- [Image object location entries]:

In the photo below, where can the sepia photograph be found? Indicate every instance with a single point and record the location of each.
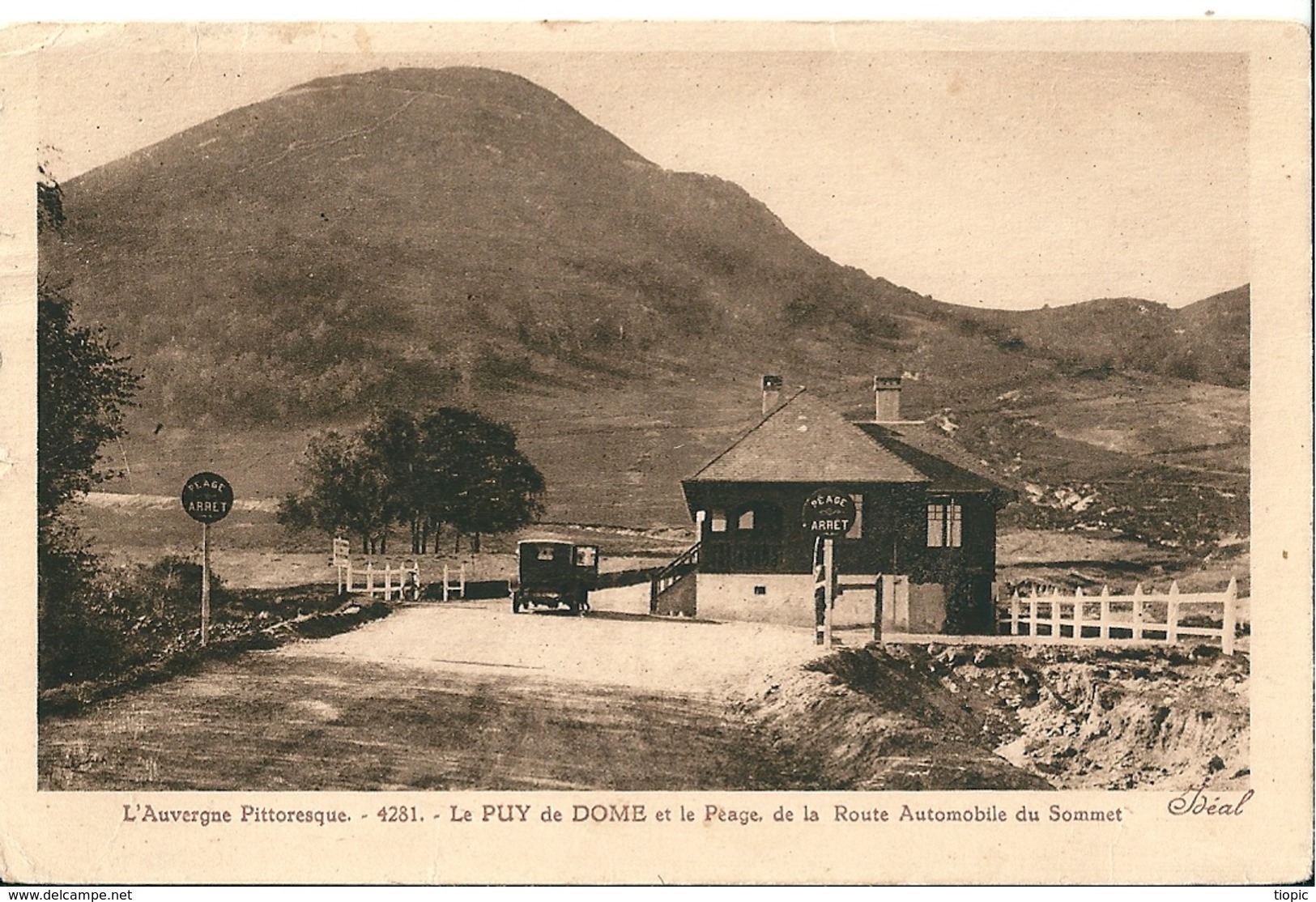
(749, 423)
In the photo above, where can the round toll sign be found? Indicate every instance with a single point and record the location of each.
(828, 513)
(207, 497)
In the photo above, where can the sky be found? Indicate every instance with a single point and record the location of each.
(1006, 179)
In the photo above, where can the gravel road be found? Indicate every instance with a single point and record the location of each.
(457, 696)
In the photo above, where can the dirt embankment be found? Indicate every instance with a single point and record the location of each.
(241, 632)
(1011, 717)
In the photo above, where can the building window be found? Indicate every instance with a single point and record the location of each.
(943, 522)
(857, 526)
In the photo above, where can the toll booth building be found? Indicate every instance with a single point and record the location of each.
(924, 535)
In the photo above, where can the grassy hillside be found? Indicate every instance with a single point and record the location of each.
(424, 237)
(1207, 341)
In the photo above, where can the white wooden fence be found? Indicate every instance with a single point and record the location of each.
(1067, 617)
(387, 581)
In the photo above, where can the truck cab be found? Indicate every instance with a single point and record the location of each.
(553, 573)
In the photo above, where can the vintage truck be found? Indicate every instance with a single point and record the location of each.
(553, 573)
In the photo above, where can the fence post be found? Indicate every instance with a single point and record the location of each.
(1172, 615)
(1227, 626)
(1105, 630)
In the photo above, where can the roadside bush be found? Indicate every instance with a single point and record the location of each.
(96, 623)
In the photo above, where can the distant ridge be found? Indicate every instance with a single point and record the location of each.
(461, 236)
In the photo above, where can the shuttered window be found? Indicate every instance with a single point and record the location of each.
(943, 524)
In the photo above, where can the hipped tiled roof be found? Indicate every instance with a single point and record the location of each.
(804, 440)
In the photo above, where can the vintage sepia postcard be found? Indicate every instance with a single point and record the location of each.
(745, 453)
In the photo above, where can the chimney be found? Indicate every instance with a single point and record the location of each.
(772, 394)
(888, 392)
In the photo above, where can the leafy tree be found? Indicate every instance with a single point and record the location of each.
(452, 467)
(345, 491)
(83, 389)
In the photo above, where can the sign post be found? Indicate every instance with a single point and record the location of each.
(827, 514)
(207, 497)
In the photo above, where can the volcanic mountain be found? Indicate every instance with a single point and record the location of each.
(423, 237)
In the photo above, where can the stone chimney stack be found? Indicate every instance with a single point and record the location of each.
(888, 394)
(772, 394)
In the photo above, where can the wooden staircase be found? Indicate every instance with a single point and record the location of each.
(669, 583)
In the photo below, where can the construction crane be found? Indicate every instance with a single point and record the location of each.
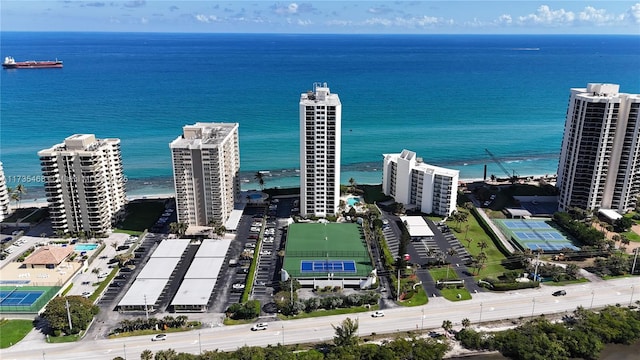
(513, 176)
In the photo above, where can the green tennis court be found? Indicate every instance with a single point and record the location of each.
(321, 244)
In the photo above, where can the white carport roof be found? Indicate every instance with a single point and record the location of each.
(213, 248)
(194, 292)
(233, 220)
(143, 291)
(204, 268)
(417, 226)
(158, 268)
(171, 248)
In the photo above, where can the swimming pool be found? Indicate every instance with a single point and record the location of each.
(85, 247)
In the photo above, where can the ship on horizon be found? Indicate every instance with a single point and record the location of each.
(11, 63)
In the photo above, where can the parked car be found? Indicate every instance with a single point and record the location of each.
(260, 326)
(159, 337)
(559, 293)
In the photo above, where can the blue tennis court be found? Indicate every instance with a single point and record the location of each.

- [WHAT TO DO]:
Skip the pictures and print each record exactly as it stands.

- [RESPONSE TO THIS TASK]:
In the photo below, where can the sepia photograph be found? Indicate every instance with a single point and record the location of each.
(749, 423)
In the photo above, where can the round toll sign be found? Indicate every instance with a single point and record the location of each.
(828, 513)
(207, 497)
In the photo above, where can the sky be found? Indicate every instance with a single point and record the location of each.
(1006, 179)
In the photo above, where can the gravel road be found? Indicate every instance with a single point and record the location of each.
(457, 696)
In the photo above, where can the dirt embankment be found? Indicate every instance with a single point and record the location of each.
(241, 632)
(1011, 717)
In the photo above, where can the building window be found? Indicate every instance with a single point and record the location of each.
(943, 522)
(857, 526)
In the photo above, where can the toll booth building be found? Indicate every instance with a single point and record the location of each.
(924, 535)
In the photo above, where can the grassy hillside be found? Indicate every instance with a single point and record the location of each.
(424, 237)
(1207, 341)
In the photo above, where can the white wooden fence be found? Indicate every instance with a single point and record the location of each.
(1067, 617)
(387, 581)
In the photo above, where can the truck cab be found? Indicate every instance with a single point and record the location of each.
(553, 573)
In the photo above, where can the vintage truck be found? Indicate every instance with a single point and record the location of each.
(553, 573)
In the photo above, where can the fence post be found? Indicate every instance with a single point and record the location of each.
(1172, 615)
(1227, 626)
(1105, 630)
In the photo above, where can the roadside bush be found? Indicate every instance with a single point and record the location of each.
(96, 623)
In the photo above, where can the distant ridge be found? Indicate every instance with a single point and record the location of each.
(461, 236)
In the photo above, where can the shuttered window be found? Indicate every instance with a single point and record the location of each.
(943, 524)
In the photo above, where can the hipped tiled roof be found? Indicate every instance with a single point and record the location of each.
(804, 440)
In the photo above, where can the vintage sepia postcard be found? Indicate every instance with a single point and record the location of each.
(745, 453)
In the photo above, where can the chimney be found? Indicate every instance with a single point and record the location of each.
(772, 394)
(888, 392)
In the photo above, where can the leafy tree be found? Indicate every instance with a single point and record the location of each.
(452, 467)
(345, 491)
(83, 389)
In the photo above, where can the sign post be found? Indicate every instance with a single point and record the location of each.
(827, 514)
(207, 497)
In the photo above, where can the volcanic mountain be found? Indicate every instance with a single point and record the location of each.
(423, 237)
In the photo above, where can the stone chimney stack be found? Indicate every instance with a single point and record the location of each.
(888, 394)
(772, 394)
In the photo above, where can the wooden staircase be found? Indicate every instance with a single point and record the location of each.
(669, 583)
In the photo below, where can the construction crane be found? Indicate every instance with a single point and record the location of each.
(513, 176)
In the photo above, where can the green tennis court be found? Indicate every instance with a single point and record the location of each.
(321, 244)
In the photo above, where can the white carport roof be found? Indicate every instance with a single point and record the location of each.
(213, 248)
(194, 292)
(233, 220)
(143, 291)
(204, 268)
(417, 226)
(158, 268)
(171, 248)
In the photo above, where can the swimming pool be found? Indicate every instance with a single point and record the location of each.
(85, 247)
In the photo above, where can the ship on horizon be found? Indicate every instance with a single point and record the location of each.
(11, 63)
In the photo above, where can the parked car be found? Indicate every instance with a single point and record the location of each.
(260, 326)
(159, 337)
(559, 293)
In the photo above, where can the blue tennis court be found? Indicate every instance with a single point and record the location of each.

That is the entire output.